##### TEXTE EXTRAIT #####
Alors que l’ensemble de la classe politique israélienne s’apprêtait à vivre des élections anticipées, le 4 septembre 2012, le Premier ministre Benyamin Netanyahu a annoncé la formation d’un gouvernement d’unité nationale avec Shaul Mofaz.
La formation d’un gouvernement d’unité nationale avec l’entrée du parti centriste Kadima, dirigé par son nouveau leader, Shaul Mofaz, annule de facto les élections anticipées. Celles-ci devaient avoir lieu à la fin de l’été, où Benyamin Netanyahu apparaissait être largement en tête. La création de ce nouveau gouvernement d’unité garantit au leader du Likoud une forte stabilité au sein de la Knesset. Pour la gauche israélienne, cette nouvelle résonne comme un véritable coup de poignard.
Cette décision intervient alors que le climat politique est assez tendu sur la scène intérieure israélienne. La fièvre sociale ainsi que les tensions avec les religieux ont accéléré l’agenda politique de Benyamin Netanyahu. L’élargissement du gouvernement en direction du centre de l’échiquier politique national offre un nouveau souffle pour le Premier ministre. Désormais, le Likoud peut compter sur une aile droite solide avec Israel Beytenou et donc une aile gauche avec les centristes de Kadima. Autre avantage de poids, Benyamin Netanyahu a marginalisé le parti ultra-orthodoxe Shass, membre de la coalition gouvernementale.
#####
(ÉNONCÉ DU PROBLÈME)
Répondez aux questions suivantes d'après le texte sur le gouvernement d'unité nationale en Israël.
(a) Quel parti dirige Shaul Mofaz ?
(b) À quel moment les élections anticipées devaient-elles avoir lieu ?
(c) Quel parti ultra-orthodoxe Benyamin Netanyahu a-t-il marginalisé ?
##### DONNÉES BRUTES #####
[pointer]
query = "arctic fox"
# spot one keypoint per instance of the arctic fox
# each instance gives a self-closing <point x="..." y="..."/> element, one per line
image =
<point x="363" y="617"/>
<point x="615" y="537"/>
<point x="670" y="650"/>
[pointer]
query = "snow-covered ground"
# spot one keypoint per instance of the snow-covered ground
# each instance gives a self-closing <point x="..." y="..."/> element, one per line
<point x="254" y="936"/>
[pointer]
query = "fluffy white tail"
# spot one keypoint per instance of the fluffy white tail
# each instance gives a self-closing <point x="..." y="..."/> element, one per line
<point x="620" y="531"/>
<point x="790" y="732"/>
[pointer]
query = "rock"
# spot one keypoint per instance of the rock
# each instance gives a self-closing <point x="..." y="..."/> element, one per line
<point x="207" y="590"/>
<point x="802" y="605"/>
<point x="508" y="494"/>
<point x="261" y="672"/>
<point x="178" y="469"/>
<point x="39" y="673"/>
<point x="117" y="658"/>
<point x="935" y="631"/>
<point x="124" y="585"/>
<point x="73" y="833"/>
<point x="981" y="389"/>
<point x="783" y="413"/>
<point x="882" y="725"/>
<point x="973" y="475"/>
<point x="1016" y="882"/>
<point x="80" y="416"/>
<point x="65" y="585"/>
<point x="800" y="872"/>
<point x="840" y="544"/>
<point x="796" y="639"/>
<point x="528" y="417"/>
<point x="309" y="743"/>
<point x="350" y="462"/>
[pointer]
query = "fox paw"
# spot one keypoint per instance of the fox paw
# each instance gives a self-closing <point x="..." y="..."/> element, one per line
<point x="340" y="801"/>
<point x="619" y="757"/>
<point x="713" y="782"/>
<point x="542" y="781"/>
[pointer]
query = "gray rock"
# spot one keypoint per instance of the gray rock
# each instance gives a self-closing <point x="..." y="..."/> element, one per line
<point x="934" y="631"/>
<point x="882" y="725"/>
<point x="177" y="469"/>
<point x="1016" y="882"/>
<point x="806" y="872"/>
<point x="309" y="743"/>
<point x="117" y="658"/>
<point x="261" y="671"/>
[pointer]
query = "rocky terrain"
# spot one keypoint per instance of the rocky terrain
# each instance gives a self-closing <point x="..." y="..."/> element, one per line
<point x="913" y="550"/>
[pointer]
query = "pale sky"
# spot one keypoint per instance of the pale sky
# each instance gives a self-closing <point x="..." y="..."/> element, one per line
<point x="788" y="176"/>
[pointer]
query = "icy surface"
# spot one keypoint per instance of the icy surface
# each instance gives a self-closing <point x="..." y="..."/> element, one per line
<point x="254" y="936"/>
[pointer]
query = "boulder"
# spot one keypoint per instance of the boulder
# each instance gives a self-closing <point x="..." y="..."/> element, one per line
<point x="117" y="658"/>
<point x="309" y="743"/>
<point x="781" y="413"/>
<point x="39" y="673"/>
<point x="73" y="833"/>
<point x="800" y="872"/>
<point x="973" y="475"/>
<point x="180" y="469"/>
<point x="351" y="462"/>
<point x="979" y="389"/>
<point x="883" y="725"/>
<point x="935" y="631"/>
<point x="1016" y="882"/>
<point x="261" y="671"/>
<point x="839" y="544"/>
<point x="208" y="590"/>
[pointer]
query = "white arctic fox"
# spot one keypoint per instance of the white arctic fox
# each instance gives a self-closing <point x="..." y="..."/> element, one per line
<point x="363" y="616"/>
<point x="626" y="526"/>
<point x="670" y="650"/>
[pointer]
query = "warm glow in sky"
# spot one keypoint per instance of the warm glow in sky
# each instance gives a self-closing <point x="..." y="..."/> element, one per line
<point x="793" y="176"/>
#####
(RÉPONSE PROPOSÉE)
(a) Le parti centriste Kadima.
(b) À la fin de l'été.
(c) Le parti Shass.